- _AIM_: Please write out the material that follows, exactly as it stands.

- _ENTRIES_:
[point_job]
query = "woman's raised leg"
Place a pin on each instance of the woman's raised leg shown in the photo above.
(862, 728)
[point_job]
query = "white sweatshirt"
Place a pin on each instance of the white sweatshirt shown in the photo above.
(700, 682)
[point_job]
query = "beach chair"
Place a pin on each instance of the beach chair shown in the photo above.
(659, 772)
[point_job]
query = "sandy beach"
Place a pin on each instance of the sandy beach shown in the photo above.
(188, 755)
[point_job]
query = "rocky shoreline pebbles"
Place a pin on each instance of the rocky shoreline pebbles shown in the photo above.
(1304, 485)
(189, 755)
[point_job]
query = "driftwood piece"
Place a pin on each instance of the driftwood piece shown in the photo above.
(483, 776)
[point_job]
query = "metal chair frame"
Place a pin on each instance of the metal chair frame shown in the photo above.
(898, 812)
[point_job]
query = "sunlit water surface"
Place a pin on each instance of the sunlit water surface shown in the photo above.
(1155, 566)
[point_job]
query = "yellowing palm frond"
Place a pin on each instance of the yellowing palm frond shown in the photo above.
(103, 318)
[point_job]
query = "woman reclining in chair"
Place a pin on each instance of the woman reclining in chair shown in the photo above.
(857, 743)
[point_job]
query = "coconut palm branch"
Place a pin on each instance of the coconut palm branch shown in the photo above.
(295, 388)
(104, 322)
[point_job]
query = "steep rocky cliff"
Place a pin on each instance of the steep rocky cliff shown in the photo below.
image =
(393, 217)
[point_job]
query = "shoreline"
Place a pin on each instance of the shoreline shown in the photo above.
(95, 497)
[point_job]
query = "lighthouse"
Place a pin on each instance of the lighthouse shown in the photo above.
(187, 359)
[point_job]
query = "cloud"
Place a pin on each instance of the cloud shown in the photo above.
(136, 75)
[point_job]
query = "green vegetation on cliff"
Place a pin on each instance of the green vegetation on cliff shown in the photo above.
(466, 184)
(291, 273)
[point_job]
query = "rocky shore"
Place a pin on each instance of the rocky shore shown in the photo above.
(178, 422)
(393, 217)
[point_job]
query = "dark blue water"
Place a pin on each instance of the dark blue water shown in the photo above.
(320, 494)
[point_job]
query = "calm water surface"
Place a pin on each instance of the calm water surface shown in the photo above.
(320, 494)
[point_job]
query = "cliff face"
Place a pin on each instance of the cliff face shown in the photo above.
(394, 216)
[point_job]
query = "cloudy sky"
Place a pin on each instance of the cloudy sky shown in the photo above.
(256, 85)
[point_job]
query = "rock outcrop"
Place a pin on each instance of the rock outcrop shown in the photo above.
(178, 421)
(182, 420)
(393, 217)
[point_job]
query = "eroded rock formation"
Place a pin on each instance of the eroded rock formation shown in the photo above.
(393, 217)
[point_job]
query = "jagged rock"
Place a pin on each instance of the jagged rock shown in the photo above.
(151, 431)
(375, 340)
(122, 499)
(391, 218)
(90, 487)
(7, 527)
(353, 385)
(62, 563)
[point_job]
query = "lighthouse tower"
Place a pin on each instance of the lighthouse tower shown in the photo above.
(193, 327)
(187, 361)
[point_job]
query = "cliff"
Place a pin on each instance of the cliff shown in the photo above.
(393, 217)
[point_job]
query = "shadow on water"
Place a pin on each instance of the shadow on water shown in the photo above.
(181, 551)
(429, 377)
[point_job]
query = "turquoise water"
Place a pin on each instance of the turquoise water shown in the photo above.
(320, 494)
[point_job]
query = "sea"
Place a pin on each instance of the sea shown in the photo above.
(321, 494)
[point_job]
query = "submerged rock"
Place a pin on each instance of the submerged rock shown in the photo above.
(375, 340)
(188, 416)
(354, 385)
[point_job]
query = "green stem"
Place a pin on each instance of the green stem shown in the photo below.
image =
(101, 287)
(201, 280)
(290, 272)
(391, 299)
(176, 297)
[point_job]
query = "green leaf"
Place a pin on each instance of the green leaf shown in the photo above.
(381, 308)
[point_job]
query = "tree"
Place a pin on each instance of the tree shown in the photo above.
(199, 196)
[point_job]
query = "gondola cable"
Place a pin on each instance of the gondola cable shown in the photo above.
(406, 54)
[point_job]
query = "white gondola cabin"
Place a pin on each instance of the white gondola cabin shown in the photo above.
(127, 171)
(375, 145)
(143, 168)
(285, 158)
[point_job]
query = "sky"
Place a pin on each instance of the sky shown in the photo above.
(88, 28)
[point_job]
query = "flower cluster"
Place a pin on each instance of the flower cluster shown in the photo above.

- _EXERCISE RESULT_:
[point_job]
query = "woman's raised leg"
Place a pin on each instance of the woman's raised leg shown in the photo above.
(862, 728)
[point_job]
query = "white sweatshirt"
Place a pin on each instance of the white sweatshirt shown in the photo above.
(700, 682)
[point_job]
query = "beach chair"
Place a pin on each instance of the beach chair shown in the photo above.
(659, 772)
[point_job]
query = "sandy beach"
Place a pin on each instance of the sandy beach shown in the photo above.
(188, 755)
[point_job]
query = "rocky shoreline pebbles"
Place a pin on each instance of the rocky shoreline pebbles shown in the photo above.
(1304, 485)
(189, 755)
[point_job]
query = "driftwood piece"
Place a pin on each instance of the driftwood piece shown in the photo above.
(483, 776)
[point_job]
query = "metal chair frame"
Place a pin on each instance of the metal chair frame shown in the photo above.
(898, 812)
[point_job]
query = "sunlit water surface"
Place a pin on each instance of the sunlit water surface shown in the photo above.
(1155, 566)
[point_job]
query = "yellowing palm frond"
Place a pin on each instance of the yellowing palm frond shown in the photo above.
(103, 318)
[point_job]
query = "woman reclining in chair"
Place a pin on each instance of the woman reclining in chair shown in the photo above.
(857, 743)
[point_job]
query = "coconut palm branch"
Place a pin on each instance of the coconut palm branch shown in the photo above.
(295, 388)
(104, 322)
[point_job]
query = "steep rocky cliff"
Place a pin on each instance of the steep rocky cliff shown in the photo below.
image =
(393, 217)
[point_job]
query = "shoreline"
Place a pin on each instance of the shoreline shown in the photo above.
(95, 497)
[point_job]
query = "lighthouse"
Place a pin on each instance of the lighthouse shown in the photo above.
(187, 359)
[point_job]
query = "cloud"
Place a pin on each instance of the cloud shown in the photo above.
(136, 75)
[point_job]
query = "green vegetation on cliff"
Place a pin on each instance of the green vegetation on cliff shown in the photo above.
(466, 184)
(291, 273)
[point_job]
query = "rocky shore"
Place a pin on each instance of the rocky shore shown in the photo above.
(178, 422)
(393, 217)
[point_job]
query = "dark blue water"
Place a pin on each instance of the dark blue water shown in the photo above.
(320, 494)
[point_job]
query = "calm water surface"
Place a pin on each instance of the calm water surface shown in the photo above.
(320, 494)
[point_job]
query = "cliff face"
Place a pin on each instance of the cliff face shown in the photo above.
(394, 216)
[point_job]
query = "cloudy sky"
Place a pin on each instance of the cloudy sky shown in the photo above.
(256, 85)
[point_job]
query = "rock outcrop"
Place a pin on each instance of the rock outcrop shown in the photo above.
(178, 421)
(182, 420)
(393, 217)
[point_job]
query = "eroded rock formation"
Place a pin on each instance of the eroded rock formation shown in the photo above.
(393, 217)
[point_job]
query = "jagged rock"
Place a pin on each instance of the jagged rock shown in the photo above.
(151, 431)
(375, 340)
(122, 499)
(391, 218)
(90, 487)
(7, 527)
(353, 385)
(62, 563)
[point_job]
query = "lighthouse tower"
Place a pin on each instance of the lighthouse tower shown in the photo above.
(193, 327)
(187, 361)
[point_job]
query = "cliff"
Place a pin on each instance of the cliff shown in the photo above.
(393, 217)
[point_job]
query = "shadow on water"
Place a pin on each instance of the shadow on water shown in the photo above.
(181, 551)
(429, 377)
[point_job]
query = "turquoise water"
Place a pin on each instance of the turquoise water shown in the photo above.
(320, 494)
[point_job]
query = "sea"
Place a pin on each instance of the sea shown in the photo above.
(321, 494)
[point_job]
query = "submerged rock"
Place a pin on each instance of the submerged rock shown in the photo above.
(375, 340)
(188, 416)
(354, 385)
[point_job]
query = "green stem"
Place a pin on each instance of the green stem shown in the photo below.
image =
(101, 287)
(201, 280)
(290, 272)
(391, 299)
(176, 297)
[point_job]
query = "green leaf"
Place a pin on each instance of the green leaf shown in the photo above.
(381, 308)
[point_job]
query = "tree"
Place a pin on each instance of the tree shown in the photo above.
(199, 196)
[point_job]
query = "gondola cable"
Place a pin on each instance of the gondola cable shown in the photo above.
(406, 54)
[point_job]
query = "white gondola cabin"
Place a pin on each instance of the white gondola cabin shown in the photo above.
(127, 171)
(375, 145)
(143, 168)
(285, 158)
[point_job]
query = "sky"
Place a pin on each instance of the sky shown in the photo above.
(88, 28)
[point_job]
query = "flower cluster"
Place a pin on each instance of the flower cluster shown in the photo above.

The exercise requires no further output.